### Document

# ghost fish (knife) and cichlids???



## air4ceguy06 (Dec 28, 2008)

I'm new to the forum but not to new to the cichlid world..I've had a couple of tanks but never got a chance mix the fish in tanks.

Would ghost fish and cichlids (lake mawali) be able to stay in the same tank together? I'm about to invest in a 55 gallon tank, largest one for me to own as of yet.

Also if anyone one could help, i just moved to texas and the water is much different then where im from. I cant seem to get a handle on my ammonia levels here. They stay in the area of .25 - 1.0 and I've tried ammonia (tank buddies) and cant seem have help with that either.. Any ideas ???


----------



## Fogelhund (Dec 3, 2002)

Knifes and Malawi cichlids are not the best mix. I would recommend against it.


----------



## air4ceguy06 (Dec 28, 2008)

thanks that helps alot..My wife loves those darn things and insisted they would do ok.. I'm still having trouble with my ammonia. Does drift wood or plants do anything to ammonia?


----------



## xalow (May 10, 2007)

I agree that a knife fish would not go with African cichlids. I also would add that they aren't really suitable for a 55 gallon tank in the long term either as they get very big.

Having ammonia in your tank is a sign that your tank is not cycled properly, check out one of the website's articles on cycling: http://www.cichlid-forum.com/articles/cycling.php

Decaying plant matter will add to ammonia but its not an issue in a cycled aquarium. However since said this has been a problem since moving to Texas you may want to test your water right out of the tap for nitrates though having ammonia in there wouldn't really be a common occurrence.


----------



## css virginia (Jan 29, 2007)

I agree that both the Black Knife Fish and the African Knife Fish are not recommended with Mbuna. I had them both with Mbuna and neither survived. 8)


----------



## air4ceguy06 (Dec 28, 2008)

well i recently just tested water out of my tap and it has a reading of .25 on the ammonia and about 5.0 on nitrate. Yea needless to say i dont drink the tap water here.. I've tried a couple of different things that take away everything but still no luck.. I'm doin 25 % water changes right now and everytning but I'm still not having any luck yet.


----------



## xalow (May 10, 2007)

I wish I could be of more help but I am not sure what to do when there is ammonia in the water supply, hopefully someone more experience can chime in here.


----------



## LadyBarbara001 (Sep 8, 2008)

I had the same problems showing on my test kit with Nitrites. I took a sample of my tap water to a LFS and had it tested. It tested fine...was my test kit showing a false reading. I would suggest that you try to have your water tested by a different type of kit, just to make sure that you actually do have a problem.


----------



## Heyguy74 (Aug 11, 2005)

air4ceguy06 said:


> well i recently just tested water out of my tap and it has a reading of .25 on the ammonia and about 5.0 on nitrate. Yea needless to say i dont drink the tap water here.. I've tried a couple of different things that take away everything but still no luck.. I'm doin 25 % water changes right now and everytning but I'm still not having any luck yet.


I would use Prime for water changes. It will detoxify the ammonia out of the tap. 5 ppm of nitrates out of the tap are not that bad. Should be no propblem there. A properly cycled system should deal with the ammoina pretty easily.

######
### Material provided

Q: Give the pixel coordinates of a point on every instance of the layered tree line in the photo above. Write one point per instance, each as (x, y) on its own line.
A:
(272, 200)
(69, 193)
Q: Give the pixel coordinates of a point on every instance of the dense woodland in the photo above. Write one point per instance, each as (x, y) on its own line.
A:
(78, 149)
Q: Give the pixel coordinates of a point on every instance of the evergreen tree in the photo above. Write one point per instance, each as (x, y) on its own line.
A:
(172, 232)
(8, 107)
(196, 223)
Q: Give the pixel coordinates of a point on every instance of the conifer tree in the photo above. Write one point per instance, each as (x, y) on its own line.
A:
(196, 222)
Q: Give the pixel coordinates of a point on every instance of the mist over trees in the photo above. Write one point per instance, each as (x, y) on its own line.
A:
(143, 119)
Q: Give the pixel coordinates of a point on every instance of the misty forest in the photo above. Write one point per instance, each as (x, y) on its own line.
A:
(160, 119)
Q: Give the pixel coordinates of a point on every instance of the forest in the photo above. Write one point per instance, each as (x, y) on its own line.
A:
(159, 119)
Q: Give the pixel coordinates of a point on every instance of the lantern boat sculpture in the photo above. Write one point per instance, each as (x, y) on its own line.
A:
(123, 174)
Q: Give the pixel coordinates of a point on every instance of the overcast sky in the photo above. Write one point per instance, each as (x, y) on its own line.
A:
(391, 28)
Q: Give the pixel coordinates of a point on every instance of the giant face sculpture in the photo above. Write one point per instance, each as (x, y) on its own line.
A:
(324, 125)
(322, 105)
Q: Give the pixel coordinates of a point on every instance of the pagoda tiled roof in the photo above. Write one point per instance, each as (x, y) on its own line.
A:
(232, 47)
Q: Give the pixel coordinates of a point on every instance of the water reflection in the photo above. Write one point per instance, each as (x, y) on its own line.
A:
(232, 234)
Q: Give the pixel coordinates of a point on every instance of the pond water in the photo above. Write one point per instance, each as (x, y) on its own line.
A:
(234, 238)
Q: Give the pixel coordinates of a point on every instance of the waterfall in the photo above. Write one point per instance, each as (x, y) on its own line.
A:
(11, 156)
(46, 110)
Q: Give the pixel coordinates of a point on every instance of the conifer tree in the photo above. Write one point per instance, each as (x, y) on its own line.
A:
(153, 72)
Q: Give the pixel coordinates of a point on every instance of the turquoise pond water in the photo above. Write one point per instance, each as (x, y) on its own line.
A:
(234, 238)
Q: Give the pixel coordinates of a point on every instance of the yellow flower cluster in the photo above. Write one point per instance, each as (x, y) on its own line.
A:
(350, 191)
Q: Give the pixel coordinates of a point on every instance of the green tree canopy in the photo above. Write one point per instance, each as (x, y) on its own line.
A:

######

▶ [Challenge]: Change the forum thread from "## Heyguy74 (Aug" down to "ammoina pretty easily." by replacing "Prime" with "a dechlorinator", and write out that whole stretch. These items have nothing to do with the forum thread.

▶ [Final result]:
## Heyguy74 (Aug 11, 2005)

air4ceguy06 said:


> well i recently just tested water out of my tap and it has a reading of .25 on the ammonia and about 5.0 on nitrate. Yea needless to say i dont drink the tap water here.. I've tried a couple of different things that take away everything but still no luck.. I'm doin 25 % water changes right now and everytning but I'm still not having any luck yet.


I would use a dechlorinator for water changes. It will detoxify the ammonia out of the tap. 5 ppm of nitrates out of the tap are not that bad. Should be no propblem there. A properly cycled system should deal with the ammoina pretty easily.